• **Written task**: Swap "Would you kindly tag" for "Please mark" everywhere it occurs in the rows below, and give the rows back with nothing else altered.

• **Task inputs**:
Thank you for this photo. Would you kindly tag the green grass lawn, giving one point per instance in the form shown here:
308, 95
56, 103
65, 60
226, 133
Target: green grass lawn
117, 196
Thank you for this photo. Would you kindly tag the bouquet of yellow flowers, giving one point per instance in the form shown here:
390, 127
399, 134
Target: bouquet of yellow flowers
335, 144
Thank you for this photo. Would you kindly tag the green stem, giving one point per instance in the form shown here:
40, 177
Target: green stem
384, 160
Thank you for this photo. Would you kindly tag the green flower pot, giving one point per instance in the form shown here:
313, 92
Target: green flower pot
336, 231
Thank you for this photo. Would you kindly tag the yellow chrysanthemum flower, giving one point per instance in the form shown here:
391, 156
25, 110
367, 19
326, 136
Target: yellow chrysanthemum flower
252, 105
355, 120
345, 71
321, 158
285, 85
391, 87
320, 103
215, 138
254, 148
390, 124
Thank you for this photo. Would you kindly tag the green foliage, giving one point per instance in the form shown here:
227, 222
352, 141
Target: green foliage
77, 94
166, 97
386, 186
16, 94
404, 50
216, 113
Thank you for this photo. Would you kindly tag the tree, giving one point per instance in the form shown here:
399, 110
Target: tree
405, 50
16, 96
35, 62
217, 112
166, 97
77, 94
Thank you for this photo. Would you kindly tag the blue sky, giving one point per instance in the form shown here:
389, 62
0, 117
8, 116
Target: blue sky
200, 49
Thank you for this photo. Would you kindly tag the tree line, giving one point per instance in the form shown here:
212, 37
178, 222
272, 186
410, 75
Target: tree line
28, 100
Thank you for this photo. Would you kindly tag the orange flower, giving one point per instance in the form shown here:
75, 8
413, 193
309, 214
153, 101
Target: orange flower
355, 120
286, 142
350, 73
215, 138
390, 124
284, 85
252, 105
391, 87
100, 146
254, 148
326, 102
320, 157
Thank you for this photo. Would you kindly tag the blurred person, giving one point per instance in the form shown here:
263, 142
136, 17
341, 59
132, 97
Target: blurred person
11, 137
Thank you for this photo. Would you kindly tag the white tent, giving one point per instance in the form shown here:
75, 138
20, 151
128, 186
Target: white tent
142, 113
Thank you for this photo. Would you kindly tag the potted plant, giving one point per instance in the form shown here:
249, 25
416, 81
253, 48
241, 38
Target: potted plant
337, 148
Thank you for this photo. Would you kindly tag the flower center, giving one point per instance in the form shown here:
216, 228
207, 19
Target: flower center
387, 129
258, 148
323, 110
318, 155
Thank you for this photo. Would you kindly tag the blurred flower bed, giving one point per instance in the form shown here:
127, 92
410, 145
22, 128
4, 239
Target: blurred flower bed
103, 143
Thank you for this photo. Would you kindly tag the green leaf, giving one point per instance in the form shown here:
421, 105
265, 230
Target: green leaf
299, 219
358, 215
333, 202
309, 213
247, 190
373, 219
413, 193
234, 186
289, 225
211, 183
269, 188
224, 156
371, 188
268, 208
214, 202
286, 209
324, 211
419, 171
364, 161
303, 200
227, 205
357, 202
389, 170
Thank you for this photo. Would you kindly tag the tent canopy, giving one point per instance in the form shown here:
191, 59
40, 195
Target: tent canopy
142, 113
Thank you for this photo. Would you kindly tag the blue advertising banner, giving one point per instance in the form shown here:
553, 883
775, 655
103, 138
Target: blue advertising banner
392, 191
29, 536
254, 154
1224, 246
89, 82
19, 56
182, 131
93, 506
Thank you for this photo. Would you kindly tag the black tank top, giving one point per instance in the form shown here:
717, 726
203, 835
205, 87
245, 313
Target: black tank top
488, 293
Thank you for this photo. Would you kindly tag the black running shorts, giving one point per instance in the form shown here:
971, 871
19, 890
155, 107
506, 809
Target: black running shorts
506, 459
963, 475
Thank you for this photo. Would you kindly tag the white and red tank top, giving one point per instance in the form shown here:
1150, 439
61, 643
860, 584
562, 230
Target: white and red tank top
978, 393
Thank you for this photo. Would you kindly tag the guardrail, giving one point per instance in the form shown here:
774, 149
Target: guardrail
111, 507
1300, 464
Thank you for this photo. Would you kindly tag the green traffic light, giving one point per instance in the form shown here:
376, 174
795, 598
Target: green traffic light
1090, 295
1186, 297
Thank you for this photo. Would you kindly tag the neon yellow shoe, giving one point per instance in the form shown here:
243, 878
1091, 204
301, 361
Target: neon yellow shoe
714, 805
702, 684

• **Full solution**:
Thank you for this photo. Please mark the green grass lawn, giving one point per instance in the form shown here:
308, 95
56, 103
65, 60
226, 133
Target: green grass lawn
117, 196
Thank you for this photo. Please mark the bouquet of yellow flowers, giving one point per instance in the form shown here:
390, 127
399, 134
Target: bouquet of yellow flowers
335, 144
Thank you for this photo. Please mark the green stem, giving one point per instance in the form shown here:
40, 177
Target: green stem
384, 160
Thank you for this photo. Please mark the green flower pot, giving one point per instance in the form shown here:
313, 92
Target: green flower pot
336, 231
Thank you for this photo. Please mark the yellow chrysanthemum flower, giving one point per instance in the form shown here:
391, 156
25, 110
367, 19
326, 136
Target: yellow chrysanthemum flower
252, 105
355, 120
345, 71
321, 158
285, 85
391, 87
320, 103
215, 138
254, 148
390, 124
Thank you for this photo. Please mark the green foliage, giving one point per instance in the form shown here:
227, 222
352, 141
Target: green foliage
77, 94
166, 97
386, 186
16, 94
404, 50
216, 113
Thank you for this photo. Please mark the tree, giving one point per instance in the form shown here:
399, 110
Target: tree
405, 50
16, 96
35, 62
217, 112
166, 97
77, 94
Thank you for this photo. Please mark the blue sky, giving one point per instance in the form shown here:
389, 62
0, 117
8, 116
Target: blue sky
200, 49
Thank you for this photo. Please mark the tree line, giving one point per instance in the form shown here:
212, 37
178, 222
272, 186
410, 75
Target: tree line
28, 100
Thank you for this photo. Please mark the orange flower, giving one point per instance in the form shown here:
75, 8
413, 193
309, 214
153, 101
Target: orange flower
355, 120
286, 142
350, 73
215, 138
390, 124
284, 85
252, 105
391, 87
100, 146
254, 148
326, 102
320, 157
Thank you for this photo. Please mark the blurred person, giving one point per instance in the form shown here:
263, 142
136, 17
341, 59
132, 97
Target: blurred person
11, 137
Thank you for this photo. Please mark the white tent, giving one point per instance in the form shown here:
75, 138
20, 151
128, 186
Target: white tent
142, 113
Thank you for this photo. Please mark the potted plant, giving one point per instance in the form shown here:
249, 25
416, 81
253, 48
241, 38
Target: potted plant
337, 148
Thank you for this photo. Please mark the flower center, giving one point per instance in the form shown here:
216, 228
207, 19
Target: flower center
387, 129
258, 148
323, 110
318, 155
Thank you for this photo. Please mark the blurred flower bed, giving one point per instance in the form shown here:
127, 92
410, 145
22, 128
4, 239
Target: blurred flower bed
103, 143
Thank you for this photo. Please mark the green leaf, giving one point per instance in the form shown here:
421, 105
265, 230
Target: green leaf
299, 219
358, 215
333, 202
309, 213
247, 190
373, 219
413, 193
234, 186
289, 225
211, 183
269, 188
224, 156
371, 188
268, 208
214, 202
286, 209
324, 211
419, 171
364, 161
303, 200
227, 205
357, 202
389, 170
Thank you for this photo. Please mark the tent canopy, giving one point per instance in the form shown here:
191, 59
40, 195
Target: tent canopy
142, 113
Thank you for this photo. Please mark the blue advertising banner, giving one point per instance in the form shown here:
553, 883
775, 655
103, 138
Target: blue advertising banner
392, 191
29, 536
254, 154
1224, 246
89, 82
19, 56
182, 131
93, 506
Thank you for this photo. Please mark the black tank top, giving one point per instance in the form shown here:
717, 726
203, 835
205, 87
245, 313
Target: black tank top
488, 293
Thank you for this photo. Please mark the black running shorts, giving one point per instance in the form shown here:
971, 871
19, 890
155, 107
506, 809
Target: black running shorts
506, 459
963, 475
Thank you for this photo. Please mark the white and red tank top, giving one point per instance in the form shown here:
1150, 439
61, 643
860, 584
562, 230
Target: white and red tank top
978, 393
Thank you for this photo. Please mark the guardrail, giving one point per instance in the form shown here:
774, 149
Target: guardrail
111, 507
1300, 464
Thank you for this photo. Please mark the green traffic light, giving one point per instance in the form shown here:
376, 174
795, 598
Target: green traffic light
1090, 295
1186, 297
Thank you for this photo. Please mark the neon yellow shoe, giving one point per instance in the form shown here:
243, 878
1091, 204
301, 361
Target: neon yellow shoe
714, 805
702, 684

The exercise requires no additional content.